Top of Dataset extract

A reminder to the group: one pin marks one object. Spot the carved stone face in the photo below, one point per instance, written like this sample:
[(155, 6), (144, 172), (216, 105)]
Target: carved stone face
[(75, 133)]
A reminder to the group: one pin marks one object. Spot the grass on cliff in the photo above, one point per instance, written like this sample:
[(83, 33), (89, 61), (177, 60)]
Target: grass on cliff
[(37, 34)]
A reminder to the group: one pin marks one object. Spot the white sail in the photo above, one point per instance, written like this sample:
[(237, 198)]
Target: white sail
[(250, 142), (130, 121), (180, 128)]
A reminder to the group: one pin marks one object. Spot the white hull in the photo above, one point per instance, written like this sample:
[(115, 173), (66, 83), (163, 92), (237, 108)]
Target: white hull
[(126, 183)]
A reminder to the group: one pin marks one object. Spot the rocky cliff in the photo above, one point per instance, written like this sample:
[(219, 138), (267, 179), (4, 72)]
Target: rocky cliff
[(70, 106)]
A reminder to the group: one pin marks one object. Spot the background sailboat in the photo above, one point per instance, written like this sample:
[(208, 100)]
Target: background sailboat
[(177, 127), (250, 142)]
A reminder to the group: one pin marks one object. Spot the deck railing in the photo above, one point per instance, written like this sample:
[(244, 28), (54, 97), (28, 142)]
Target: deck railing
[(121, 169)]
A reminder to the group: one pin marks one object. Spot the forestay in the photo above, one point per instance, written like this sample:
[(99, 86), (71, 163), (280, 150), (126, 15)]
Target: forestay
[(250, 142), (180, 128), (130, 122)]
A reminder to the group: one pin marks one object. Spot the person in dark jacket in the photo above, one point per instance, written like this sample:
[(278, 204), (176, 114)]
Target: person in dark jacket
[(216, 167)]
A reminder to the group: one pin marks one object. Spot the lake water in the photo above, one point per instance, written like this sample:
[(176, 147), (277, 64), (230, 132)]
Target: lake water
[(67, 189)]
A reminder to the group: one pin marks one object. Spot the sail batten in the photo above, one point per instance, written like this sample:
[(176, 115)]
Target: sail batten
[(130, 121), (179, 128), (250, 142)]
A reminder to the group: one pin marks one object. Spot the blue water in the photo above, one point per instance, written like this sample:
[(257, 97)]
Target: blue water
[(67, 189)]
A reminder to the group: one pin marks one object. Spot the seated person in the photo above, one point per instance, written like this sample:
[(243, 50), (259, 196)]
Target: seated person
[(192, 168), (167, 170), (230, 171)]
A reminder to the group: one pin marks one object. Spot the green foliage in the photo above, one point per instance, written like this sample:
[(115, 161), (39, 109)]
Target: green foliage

Bottom of Dataset extract

What is required: Return the entries above in full and exactly as written.

Task solution:
A reminder to the group: one pin marks one object. Spot the carved stone face in the photo below, one point per instance, written like this sample:
[(155, 6), (144, 172), (216, 105)]
Target: carved stone face
[(75, 133)]
A reminder to the group: one pin marks one object. Spot the grass on cliff in the photo above, one point per instance, written like this sample:
[(83, 33), (89, 61), (177, 60)]
Target: grass on cliff
[(37, 34)]
A reminder to the group: one pin marks one object. Spot the white sail in the photo above, one point per instance, written like this sample:
[(237, 198)]
Target: white sail
[(250, 142), (130, 121), (180, 128)]
A reminder to the group: one pin marks one object. Spot the white hull in the photo above, one point per instance, written like this sample:
[(115, 173), (66, 83), (163, 92), (237, 108)]
Target: white hull
[(126, 183)]
A reminder to the group: one pin marks one object. Spot the rocky cliff in the photo above, one point per instance, written like this sample:
[(219, 138), (267, 179), (4, 72)]
Target: rocky cliff
[(70, 106)]
A reminder to the group: one pin marks one object. Spot the background sailboat in the photo above, one point per instance, written like this sample:
[(208, 100)]
Target: background sailboat
[(177, 127), (250, 142)]
A reminder to the group: one pin marks one object. Spot the deck railing in the photo above, one point per instance, written like this sample:
[(244, 28), (54, 97), (28, 142)]
Target: deck railing
[(121, 169)]
A reminder to the group: one pin marks one object. Spot the forestay in the photo above, one point per instance, written like this sample:
[(99, 86), (71, 163), (280, 150), (126, 15)]
Target: forestay
[(250, 142), (180, 128), (130, 122)]
A reminder to the group: one pin marks one object. Spot the person in dark jacket in the photo above, one point per instance, written like this sample:
[(278, 204), (176, 114)]
Target: person in dark jacket
[(216, 167)]
A reminder to the group: one pin marks one object. Spot the lake water in the photo above, one point per instance, written like this sample:
[(176, 147), (277, 64), (230, 132)]
Target: lake water
[(67, 189)]
A reminder to the group: one pin marks one object. Spot the sail batten in the photo above, one point per instance, written like this sample:
[(176, 115)]
Target: sail batten
[(130, 121), (179, 128), (250, 142)]
A reminder to the group: one pin marks one object. Spot the blue water in the photo above, one point per instance, written like this sample:
[(257, 97)]
Target: blue water
[(67, 189)]
A reminder to the group: one pin marks one object. Spot the seated person in the photo above, one point per instance, written like this sample:
[(243, 50), (259, 196)]
Target: seated person
[(192, 168), (167, 170), (230, 171)]
A reminder to the group: one pin marks one object. Spot the green foliage in the photo above, one point per instance, written like this sample:
[(115, 161), (39, 109)]
Target: green foliage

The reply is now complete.